# Time to See "MARS"!!!



## carlitos60 (Apr 24, 2014)

This is a Cleveland Bicycle Co. Badged (MARS)!!!!
One of a Kind for Sure!!!  Lugs Everywhere, a Very Solid Bike!!!
Any Info Would be Appreciated!
I'm Going Half Balloon and Half TOCs Bikes!!!!














Thanks for Looking!


----------



## fordmike65 (Apr 24, 2014)

Que chevere! Hey Carlitos. Got a nice close-up of that badge? What tires you running? Singletubes?


----------



## carlitos60 (Apr 24, 2014)

*???*



fordmike65 said:


> Que chevere! Hey Carlitos. Got a nice close-up of that badge? What tires you running? Singletubes?




No on the Badge!  Yet!!!

I Use 700 x 32 or 33 Single Tube on My TOCs Now;
BUT I have 2 Sets of Metal Clinchers Coming Up!!!!


----------



## rustjunkie (Apr 24, 2014)

That Mars sure is nice Carlitos. I like the lugged frame.


----------



## rustyspoke66 (Apr 24, 2014)

Great bike! Thanks for showing us Mars and not Uranus.


----------

> Given task 1
List the username of each distinct person who posts in the forum thread.

> Source records
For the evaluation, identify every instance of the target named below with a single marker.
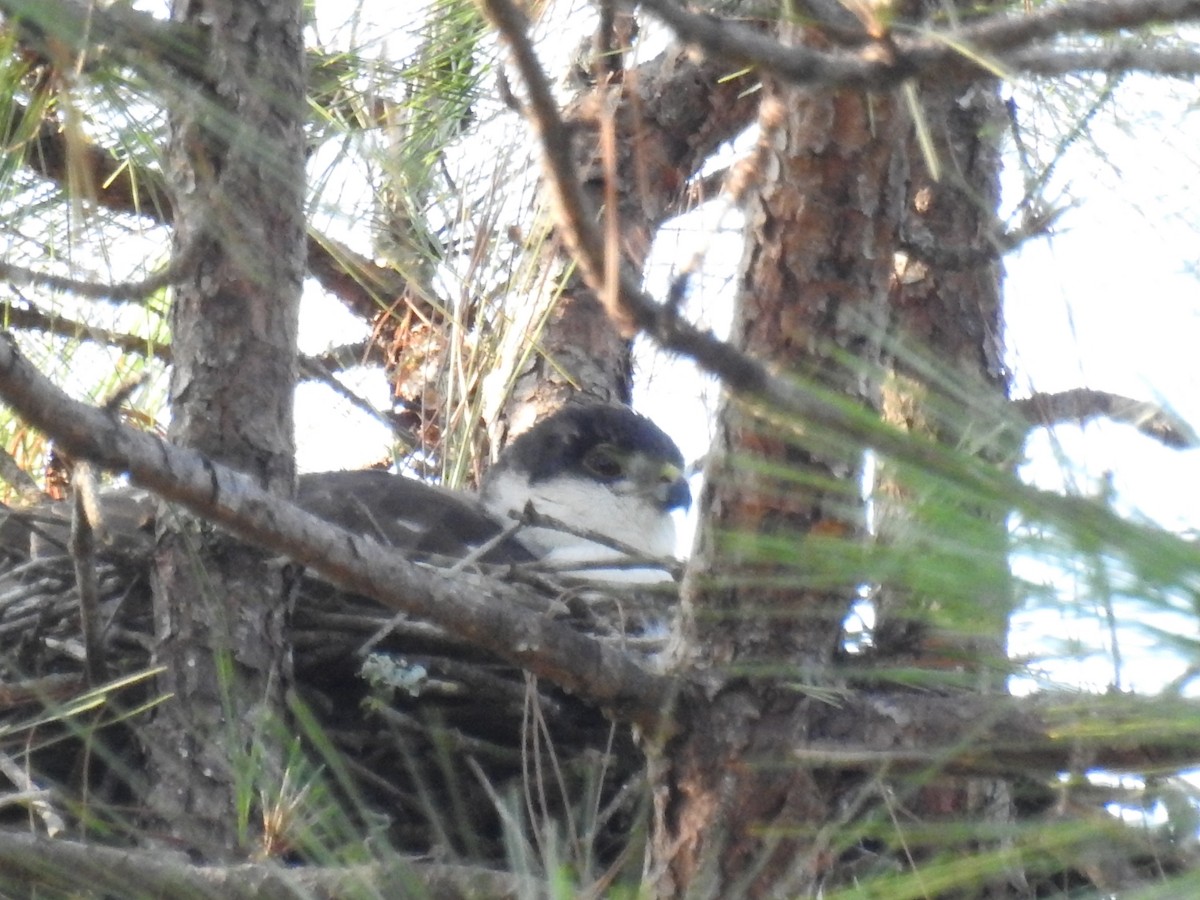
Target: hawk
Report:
(589, 484)
(592, 484)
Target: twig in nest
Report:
(1084, 403)
(87, 526)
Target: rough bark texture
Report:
(237, 171)
(948, 382)
(735, 819)
(665, 118)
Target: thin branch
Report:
(30, 318)
(989, 735)
(751, 379)
(1174, 63)
(1084, 403)
(87, 527)
(70, 865)
(118, 292)
(123, 186)
(905, 55)
(313, 369)
(487, 613)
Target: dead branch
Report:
(63, 865)
(487, 613)
(117, 292)
(750, 378)
(1003, 37)
(1083, 405)
(989, 735)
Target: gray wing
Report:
(417, 519)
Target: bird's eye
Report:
(605, 462)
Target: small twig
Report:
(36, 798)
(87, 527)
(117, 292)
(1084, 403)
(18, 479)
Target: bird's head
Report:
(601, 469)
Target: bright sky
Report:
(1110, 301)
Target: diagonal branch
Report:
(1084, 403)
(750, 378)
(487, 613)
(65, 867)
(904, 55)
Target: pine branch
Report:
(485, 612)
(750, 378)
(1005, 37)
(1084, 403)
(63, 865)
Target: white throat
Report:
(621, 515)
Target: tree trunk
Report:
(735, 816)
(237, 168)
(661, 121)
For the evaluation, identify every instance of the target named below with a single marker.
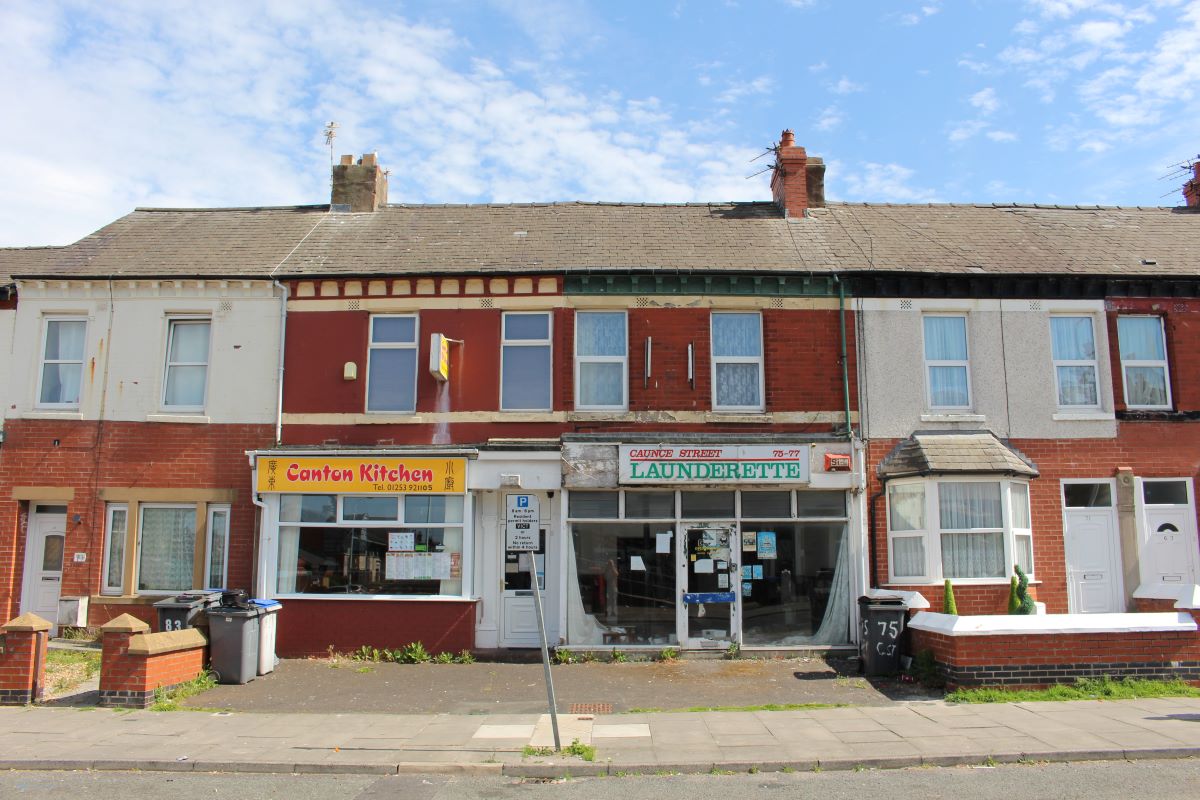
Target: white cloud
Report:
(846, 86)
(876, 182)
(985, 101)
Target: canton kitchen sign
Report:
(714, 464)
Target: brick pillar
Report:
(120, 678)
(23, 660)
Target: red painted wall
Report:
(90, 457)
(310, 627)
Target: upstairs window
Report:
(187, 364)
(946, 362)
(391, 364)
(61, 362)
(1144, 362)
(526, 362)
(601, 360)
(1073, 346)
(737, 362)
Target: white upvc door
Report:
(45, 551)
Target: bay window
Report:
(964, 529)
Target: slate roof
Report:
(593, 236)
(939, 453)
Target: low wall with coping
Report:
(137, 663)
(23, 660)
(1047, 649)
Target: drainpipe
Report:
(283, 332)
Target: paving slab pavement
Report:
(906, 734)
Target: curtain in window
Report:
(973, 555)
(736, 335)
(964, 505)
(167, 549)
(909, 557)
(737, 384)
(907, 506)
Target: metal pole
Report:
(545, 648)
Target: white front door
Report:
(519, 618)
(1167, 523)
(45, 549)
(1092, 549)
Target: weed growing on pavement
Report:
(168, 699)
(1085, 689)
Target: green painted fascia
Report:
(772, 286)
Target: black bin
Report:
(179, 612)
(882, 621)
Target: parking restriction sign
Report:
(521, 528)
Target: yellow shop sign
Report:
(360, 475)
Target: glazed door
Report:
(708, 577)
(46, 546)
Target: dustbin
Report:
(179, 612)
(881, 624)
(233, 639)
(268, 611)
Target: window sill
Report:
(1084, 416)
(53, 415)
(189, 419)
(953, 417)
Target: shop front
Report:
(366, 548)
(709, 546)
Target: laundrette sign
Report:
(714, 464)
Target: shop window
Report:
(388, 546)
(946, 361)
(187, 365)
(526, 362)
(391, 364)
(600, 360)
(61, 362)
(1073, 348)
(737, 362)
(958, 530)
(1144, 362)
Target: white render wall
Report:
(1013, 391)
(131, 356)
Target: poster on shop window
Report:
(767, 545)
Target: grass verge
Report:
(768, 707)
(1085, 689)
(168, 699)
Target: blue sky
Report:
(117, 104)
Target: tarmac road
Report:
(1162, 780)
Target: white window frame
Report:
(42, 360)
(213, 510)
(760, 361)
(1149, 362)
(623, 360)
(137, 553)
(940, 362)
(1075, 362)
(174, 322)
(541, 343)
(119, 587)
(933, 530)
(393, 346)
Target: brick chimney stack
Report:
(363, 186)
(798, 180)
(1192, 188)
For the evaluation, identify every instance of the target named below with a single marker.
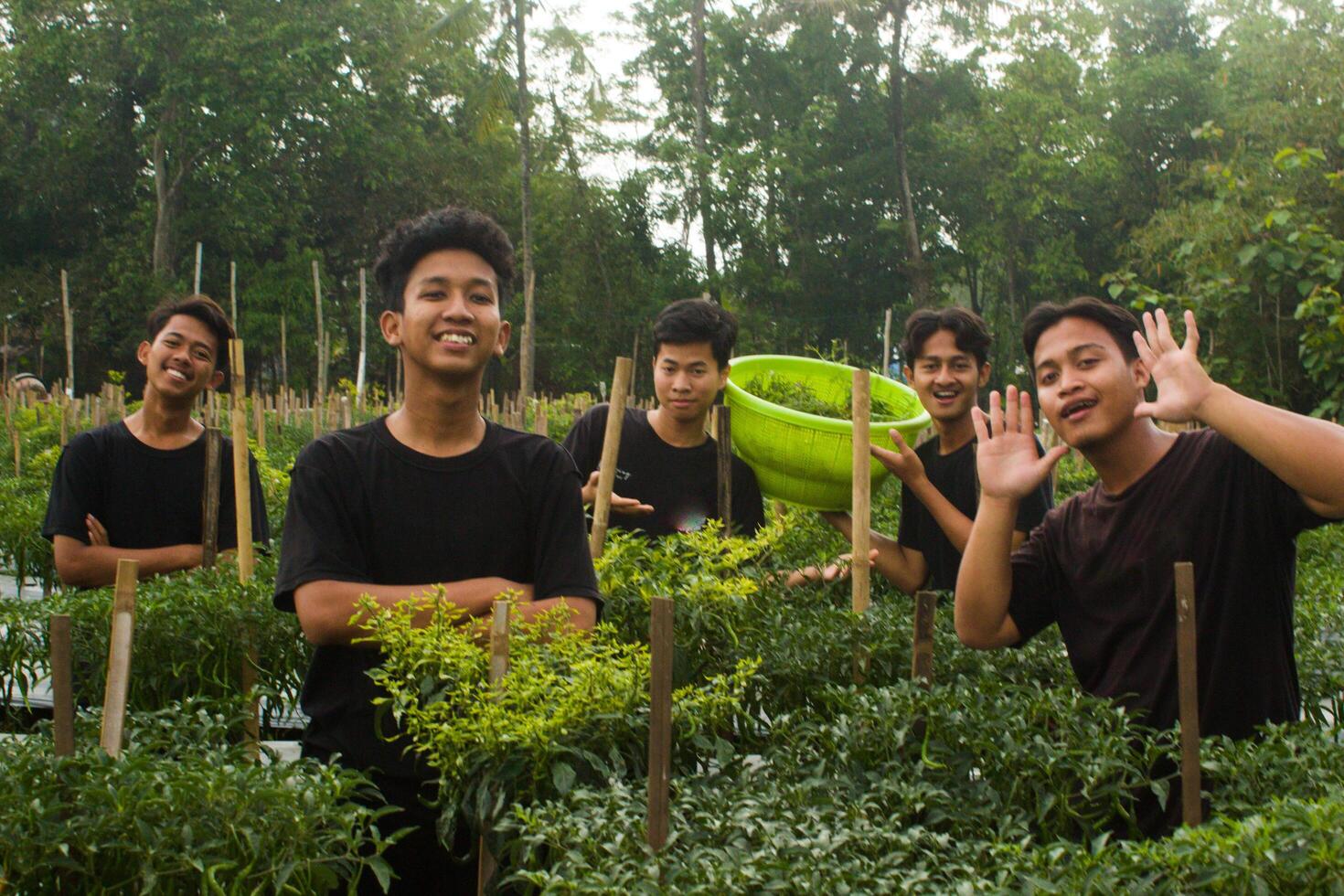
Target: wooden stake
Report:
(363, 321)
(660, 720)
(921, 656)
(862, 512)
(119, 657)
(1189, 689)
(611, 449)
(723, 445)
(62, 695)
(242, 478)
(499, 667)
(70, 335)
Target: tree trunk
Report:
(527, 357)
(921, 283)
(702, 159)
(162, 260)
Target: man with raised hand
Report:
(946, 354)
(1229, 498)
(429, 498)
(132, 489)
(667, 475)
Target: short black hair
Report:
(206, 311)
(968, 328)
(697, 320)
(449, 228)
(1115, 318)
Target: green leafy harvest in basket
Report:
(800, 397)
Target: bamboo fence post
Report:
(886, 343)
(119, 657)
(611, 449)
(860, 574)
(723, 445)
(210, 498)
(660, 720)
(242, 480)
(62, 696)
(499, 667)
(921, 656)
(363, 321)
(70, 335)
(1189, 690)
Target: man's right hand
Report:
(631, 507)
(1006, 455)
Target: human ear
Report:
(390, 324)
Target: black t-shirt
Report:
(682, 484)
(1101, 567)
(955, 477)
(366, 508)
(145, 497)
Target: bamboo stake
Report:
(363, 321)
(210, 498)
(723, 445)
(862, 516)
(921, 657)
(62, 696)
(611, 449)
(1189, 690)
(886, 343)
(242, 480)
(119, 657)
(660, 720)
(499, 667)
(70, 335)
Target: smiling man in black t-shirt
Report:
(431, 496)
(1230, 498)
(132, 489)
(667, 475)
(946, 354)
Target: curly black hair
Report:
(448, 228)
(697, 320)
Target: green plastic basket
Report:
(803, 458)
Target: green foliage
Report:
(800, 397)
(571, 709)
(180, 810)
(192, 637)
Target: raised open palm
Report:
(1006, 450)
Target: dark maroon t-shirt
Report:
(1103, 567)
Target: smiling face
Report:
(449, 324)
(946, 378)
(180, 361)
(1085, 384)
(687, 379)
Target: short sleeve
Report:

> Given task 2
In the rows, rewrite the lines between the one holding "Target: canton kitchen sign" and the one holding "(1092, 549)", inclusive, renaming "door" to "doorway" and leaving everything else unchanged.

> Full response 1
carlitos60
fordmike65
rustjunkie
rustyspoke66

> Full response 2
Target: canton kitchen sign
Report:
(714, 464)
Target: brick pillar
Report:
(120, 678)
(23, 660)
Target: red painted wall
Report:
(90, 457)
(310, 627)
Target: upstairs window
Report:
(187, 364)
(946, 362)
(391, 364)
(61, 362)
(1144, 362)
(526, 362)
(601, 360)
(1073, 346)
(737, 362)
Target: white upvc doorway
Report:
(45, 551)
Target: bay window
Report:
(964, 529)
Target: slate roof
Report:
(593, 236)
(939, 453)
Target: low wall with coping
Report:
(137, 663)
(23, 660)
(1047, 649)
Target: drainpipe
Report:
(283, 332)
Target: paving slab pavement
Report:
(906, 734)
Target: curtain in window
Report:
(973, 555)
(736, 335)
(964, 505)
(167, 549)
(909, 557)
(737, 384)
(907, 506)
Target: metal pole
Report:
(545, 648)
Target: white front doorway
Report:
(519, 618)
(1167, 523)
(45, 549)
(1092, 549)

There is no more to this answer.